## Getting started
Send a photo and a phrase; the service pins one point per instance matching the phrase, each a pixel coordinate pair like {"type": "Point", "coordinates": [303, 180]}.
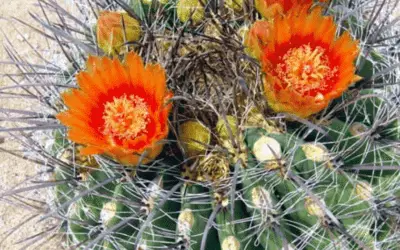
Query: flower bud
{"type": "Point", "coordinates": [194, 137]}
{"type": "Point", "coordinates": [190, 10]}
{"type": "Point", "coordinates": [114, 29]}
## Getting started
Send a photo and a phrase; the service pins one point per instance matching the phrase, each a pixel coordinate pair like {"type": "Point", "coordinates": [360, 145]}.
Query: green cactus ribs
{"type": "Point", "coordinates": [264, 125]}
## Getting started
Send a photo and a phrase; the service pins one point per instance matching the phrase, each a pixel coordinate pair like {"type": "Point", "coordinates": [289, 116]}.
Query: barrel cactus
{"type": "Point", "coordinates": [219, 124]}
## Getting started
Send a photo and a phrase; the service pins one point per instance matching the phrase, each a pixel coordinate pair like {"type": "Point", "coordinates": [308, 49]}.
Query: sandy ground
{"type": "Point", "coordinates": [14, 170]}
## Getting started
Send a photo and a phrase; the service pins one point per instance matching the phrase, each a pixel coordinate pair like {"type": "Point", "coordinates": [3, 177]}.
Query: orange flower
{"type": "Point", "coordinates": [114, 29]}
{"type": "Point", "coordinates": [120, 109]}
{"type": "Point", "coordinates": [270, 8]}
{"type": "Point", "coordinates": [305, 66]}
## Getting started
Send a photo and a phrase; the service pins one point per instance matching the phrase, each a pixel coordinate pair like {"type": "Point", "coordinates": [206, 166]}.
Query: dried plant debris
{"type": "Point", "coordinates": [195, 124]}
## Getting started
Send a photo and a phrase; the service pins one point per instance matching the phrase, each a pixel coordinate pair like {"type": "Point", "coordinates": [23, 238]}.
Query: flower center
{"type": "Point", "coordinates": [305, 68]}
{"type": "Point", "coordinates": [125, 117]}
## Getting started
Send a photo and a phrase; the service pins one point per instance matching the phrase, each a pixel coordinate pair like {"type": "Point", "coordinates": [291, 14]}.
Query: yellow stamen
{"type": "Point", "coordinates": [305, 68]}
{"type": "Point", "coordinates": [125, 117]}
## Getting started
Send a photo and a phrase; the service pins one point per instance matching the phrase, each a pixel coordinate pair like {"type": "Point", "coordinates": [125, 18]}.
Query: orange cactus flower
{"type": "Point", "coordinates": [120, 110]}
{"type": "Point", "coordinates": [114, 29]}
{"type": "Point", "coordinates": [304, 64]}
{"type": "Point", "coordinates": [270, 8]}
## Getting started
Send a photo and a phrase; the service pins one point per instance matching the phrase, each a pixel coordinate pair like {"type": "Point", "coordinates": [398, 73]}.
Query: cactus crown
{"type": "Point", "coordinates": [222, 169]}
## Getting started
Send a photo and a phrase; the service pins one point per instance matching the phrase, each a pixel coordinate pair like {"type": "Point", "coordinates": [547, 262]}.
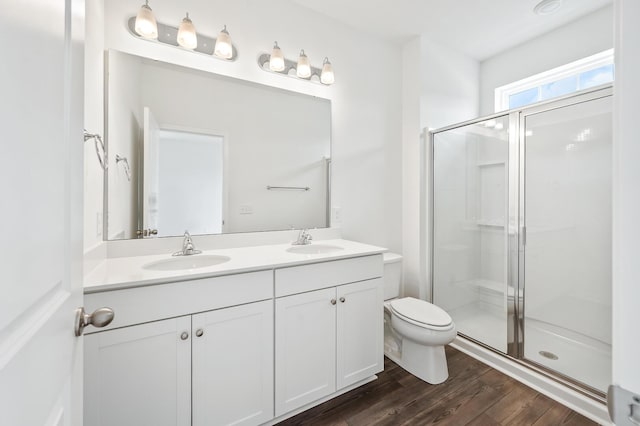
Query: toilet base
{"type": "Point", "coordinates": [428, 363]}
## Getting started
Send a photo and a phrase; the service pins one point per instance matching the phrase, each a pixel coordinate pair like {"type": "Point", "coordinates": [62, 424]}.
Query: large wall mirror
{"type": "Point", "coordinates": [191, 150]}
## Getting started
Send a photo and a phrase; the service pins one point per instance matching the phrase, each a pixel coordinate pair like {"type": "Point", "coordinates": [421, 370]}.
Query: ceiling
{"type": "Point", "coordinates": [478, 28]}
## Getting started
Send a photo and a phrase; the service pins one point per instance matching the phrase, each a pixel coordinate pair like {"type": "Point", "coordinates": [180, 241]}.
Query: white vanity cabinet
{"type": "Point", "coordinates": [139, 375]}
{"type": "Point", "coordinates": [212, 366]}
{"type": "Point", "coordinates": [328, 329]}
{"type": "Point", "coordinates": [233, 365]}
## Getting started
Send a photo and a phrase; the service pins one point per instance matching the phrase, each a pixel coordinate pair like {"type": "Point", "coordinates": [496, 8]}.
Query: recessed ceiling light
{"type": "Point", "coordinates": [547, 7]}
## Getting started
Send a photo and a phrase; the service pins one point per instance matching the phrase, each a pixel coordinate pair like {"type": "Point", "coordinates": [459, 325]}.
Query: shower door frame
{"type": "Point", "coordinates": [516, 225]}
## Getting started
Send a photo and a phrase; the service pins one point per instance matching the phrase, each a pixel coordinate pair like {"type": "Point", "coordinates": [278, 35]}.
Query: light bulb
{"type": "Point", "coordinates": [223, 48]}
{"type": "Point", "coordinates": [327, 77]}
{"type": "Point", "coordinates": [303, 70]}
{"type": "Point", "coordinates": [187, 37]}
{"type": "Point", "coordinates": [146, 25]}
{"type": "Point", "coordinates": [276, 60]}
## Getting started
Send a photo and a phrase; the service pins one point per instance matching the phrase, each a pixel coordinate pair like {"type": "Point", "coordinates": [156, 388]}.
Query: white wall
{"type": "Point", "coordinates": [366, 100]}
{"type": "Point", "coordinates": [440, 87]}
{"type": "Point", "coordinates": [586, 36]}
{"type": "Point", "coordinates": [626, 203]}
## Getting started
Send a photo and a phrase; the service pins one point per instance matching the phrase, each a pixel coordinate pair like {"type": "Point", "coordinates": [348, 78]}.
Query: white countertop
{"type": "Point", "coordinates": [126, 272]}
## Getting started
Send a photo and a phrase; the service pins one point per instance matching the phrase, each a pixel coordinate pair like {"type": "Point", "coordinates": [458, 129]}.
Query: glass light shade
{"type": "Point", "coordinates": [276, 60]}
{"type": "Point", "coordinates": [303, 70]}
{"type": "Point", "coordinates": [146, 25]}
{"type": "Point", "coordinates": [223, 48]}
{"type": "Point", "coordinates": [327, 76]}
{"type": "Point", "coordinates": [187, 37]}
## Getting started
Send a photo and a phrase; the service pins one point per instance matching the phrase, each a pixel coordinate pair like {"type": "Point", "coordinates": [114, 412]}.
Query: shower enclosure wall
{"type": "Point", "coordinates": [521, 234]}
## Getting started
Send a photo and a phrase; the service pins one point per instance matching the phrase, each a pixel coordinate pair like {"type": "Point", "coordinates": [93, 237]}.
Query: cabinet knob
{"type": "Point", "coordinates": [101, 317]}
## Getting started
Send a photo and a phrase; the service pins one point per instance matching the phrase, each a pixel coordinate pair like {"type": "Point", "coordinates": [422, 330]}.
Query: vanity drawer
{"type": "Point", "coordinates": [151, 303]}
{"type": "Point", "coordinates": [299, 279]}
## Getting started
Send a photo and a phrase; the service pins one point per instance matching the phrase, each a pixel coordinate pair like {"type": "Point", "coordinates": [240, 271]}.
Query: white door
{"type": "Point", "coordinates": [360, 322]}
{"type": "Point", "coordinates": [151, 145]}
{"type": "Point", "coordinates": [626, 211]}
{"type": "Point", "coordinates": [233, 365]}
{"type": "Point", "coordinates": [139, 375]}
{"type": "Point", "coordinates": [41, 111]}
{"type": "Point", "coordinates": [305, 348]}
+++++
### The request
Copy the material above in full and exactly, skipping pictures.

### Output
## Getting started
Send a photo and a phrase; the service pins one point per instance matching the phrase, each a pixel coordinate pair like {"type": "Point", "coordinates": [303, 180]}.
Query: flower bud
{"type": "Point", "coordinates": [194, 137]}
{"type": "Point", "coordinates": [190, 10]}
{"type": "Point", "coordinates": [114, 29]}
## Getting started
Send a photo and a phrase; the service pins one point per instance matching the phrase, each a pixel coordinate pair like {"type": "Point", "coordinates": [360, 145]}.
Query: green cactus ribs
{"type": "Point", "coordinates": [264, 125]}
## Getting started
Send a photo and a phrase; the service pins one point per instance matching the phrase, each a pixel coordinate pair like {"type": "Point", "coordinates": [289, 116]}.
Query: barrel cactus
{"type": "Point", "coordinates": [219, 124]}
## Getting started
Send a photo and a phrase; the service pins one point per instance matching the phrase, each a pixel coordinate pair like {"type": "Point", "coordinates": [308, 49]}.
Query: sandy ground
{"type": "Point", "coordinates": [14, 170]}
## Getting started
Send a photo and a phrase; the service pins one point per instance matching the phrase, each a pixel coordinate pair like {"type": "Point", "coordinates": [3, 177]}.
Query: orange flower
{"type": "Point", "coordinates": [114, 29]}
{"type": "Point", "coordinates": [120, 109]}
{"type": "Point", "coordinates": [270, 8]}
{"type": "Point", "coordinates": [305, 66]}
## Getting started
Send a photo and a phrase; the service pins one point per instance matching the phrase, each a pixel coordinate pair like {"type": "Point", "coordinates": [206, 166]}.
Query: dried plant debris
{"type": "Point", "coordinates": [195, 124]}
## Getting started
Send a photo and a phrase; the service pins one point per instance matching the phrase, each a pixel coordinate pair like {"type": "Point", "coordinates": [23, 238]}.
Query: flower center
{"type": "Point", "coordinates": [305, 68]}
{"type": "Point", "coordinates": [125, 117]}
## Getting started
Send a photo and a phrase; the service pins one point per instance matching the phrase, each a pixel coordinate pair like {"type": "Point", "coordinates": [291, 14]}.
Query: yellow stamen
{"type": "Point", "coordinates": [305, 68]}
{"type": "Point", "coordinates": [125, 117]}
## Getting started
Send a photo and a phrase; the service pins one point per instance matching the phrase, each a pixel coordinate pair like {"type": "Point", "coordinates": [125, 18]}.
Query: orange cactus flower
{"type": "Point", "coordinates": [120, 110]}
{"type": "Point", "coordinates": [114, 29]}
{"type": "Point", "coordinates": [304, 64]}
{"type": "Point", "coordinates": [270, 8]}
## Getting started
Send a photo and a phrase; the service pins one point per instance matching the phrase, each a pixel coordinate pair like {"type": "Point", "coordinates": [398, 73]}.
Query: cactus crown
{"type": "Point", "coordinates": [222, 169]}
## Getting started
Send a photo and a phrase; the service pins one point per instance matching the phrase, each a pixel coordinate pair like {"type": "Point", "coordinates": [547, 262]}.
Query: toilet base
{"type": "Point", "coordinates": [428, 363]}
## Getting started
Send a photo and a phrase; the service pins one point per instance matching the phrase, each a pixel coordinate pair like {"type": "Point", "coordinates": [62, 424]}.
Query: large wall mirror
{"type": "Point", "coordinates": [191, 150]}
## Getting started
Send a photo and a phrase; the service pins one point per instance matching the phrase, each a pixel coordinate pair like {"type": "Point", "coordinates": [421, 370]}.
Query: ceiling
{"type": "Point", "coordinates": [478, 28]}
## Getting started
Send a photo and a phrase; the service pins one point per instance matching the phrase, each a pixel coordinate pair like {"type": "Point", "coordinates": [180, 241]}.
Query: white vanity cabinet
{"type": "Point", "coordinates": [139, 375]}
{"type": "Point", "coordinates": [212, 366]}
{"type": "Point", "coordinates": [328, 329]}
{"type": "Point", "coordinates": [233, 365]}
## Getting started
Send a photo and a phrase; the service pins one point per instance matching the phrase, each a pixel coordinate pair like {"type": "Point", "coordinates": [496, 8]}.
Query: recessed ceiling light
{"type": "Point", "coordinates": [547, 7]}
## Getting started
Send a photo and a phrase; the service pins one point per instance matching the phrase, each a pixel coordinate pair like {"type": "Point", "coordinates": [459, 325]}.
Query: shower door frame
{"type": "Point", "coordinates": [516, 225]}
## Getting started
Send a photo and a phrase; the service pins one point per instance matching the phrase, each a pixel coordinate pair like {"type": "Point", "coordinates": [278, 35]}.
Query: light bulb
{"type": "Point", "coordinates": [223, 48]}
{"type": "Point", "coordinates": [327, 77]}
{"type": "Point", "coordinates": [303, 70]}
{"type": "Point", "coordinates": [187, 37]}
{"type": "Point", "coordinates": [146, 25]}
{"type": "Point", "coordinates": [276, 60]}
## Getting started
Send a photo and a phrase; the service pins one point per instance matching the phrase, each a pixel coordinate pair like {"type": "Point", "coordinates": [156, 388]}.
Query: white wall
{"type": "Point", "coordinates": [366, 100]}
{"type": "Point", "coordinates": [440, 87]}
{"type": "Point", "coordinates": [586, 36]}
{"type": "Point", "coordinates": [626, 203]}
## Getting started
Send a photo and a phrase; the service pins one point per instance matching the phrase, each a pixel coordinate pair like {"type": "Point", "coordinates": [348, 78]}.
Query: white countertop
{"type": "Point", "coordinates": [126, 272]}
## Getting started
Send a photo and a phrase; the service pins one point per instance matching the phrase, each a pixel coordinate pair like {"type": "Point", "coordinates": [458, 129]}.
Query: glass light shade
{"type": "Point", "coordinates": [276, 60]}
{"type": "Point", "coordinates": [303, 70]}
{"type": "Point", "coordinates": [146, 25]}
{"type": "Point", "coordinates": [223, 48]}
{"type": "Point", "coordinates": [327, 76]}
{"type": "Point", "coordinates": [187, 37]}
## Getting started
Send a photo and a phrase; the service pins one point per instance matching the phrase, each a pixel coordinate pair like {"type": "Point", "coordinates": [114, 412]}.
Query: shower enclosure wall
{"type": "Point", "coordinates": [521, 234]}
## Getting started
Send a photo and a phrase; the service pins one point per instance matching the phrase, each a pixel coordinate pair like {"type": "Point", "coordinates": [93, 237]}.
Query: cabinet knob
{"type": "Point", "coordinates": [101, 317]}
## Getting started
Send a photo and a phrase; the service pins one point per instance matching the phrase, each a pixel coordinate pair like {"type": "Point", "coordinates": [422, 330]}.
Query: vanity drawer
{"type": "Point", "coordinates": [151, 303]}
{"type": "Point", "coordinates": [299, 279]}
## Getting started
Send a photo and a phrase; the service pins one point per instance matching the phrase, each a pixel coordinate pair like {"type": "Point", "coordinates": [240, 271]}.
Query: white door
{"type": "Point", "coordinates": [360, 322]}
{"type": "Point", "coordinates": [151, 145]}
{"type": "Point", "coordinates": [626, 211]}
{"type": "Point", "coordinates": [233, 365]}
{"type": "Point", "coordinates": [139, 375]}
{"type": "Point", "coordinates": [41, 111]}
{"type": "Point", "coordinates": [305, 348]}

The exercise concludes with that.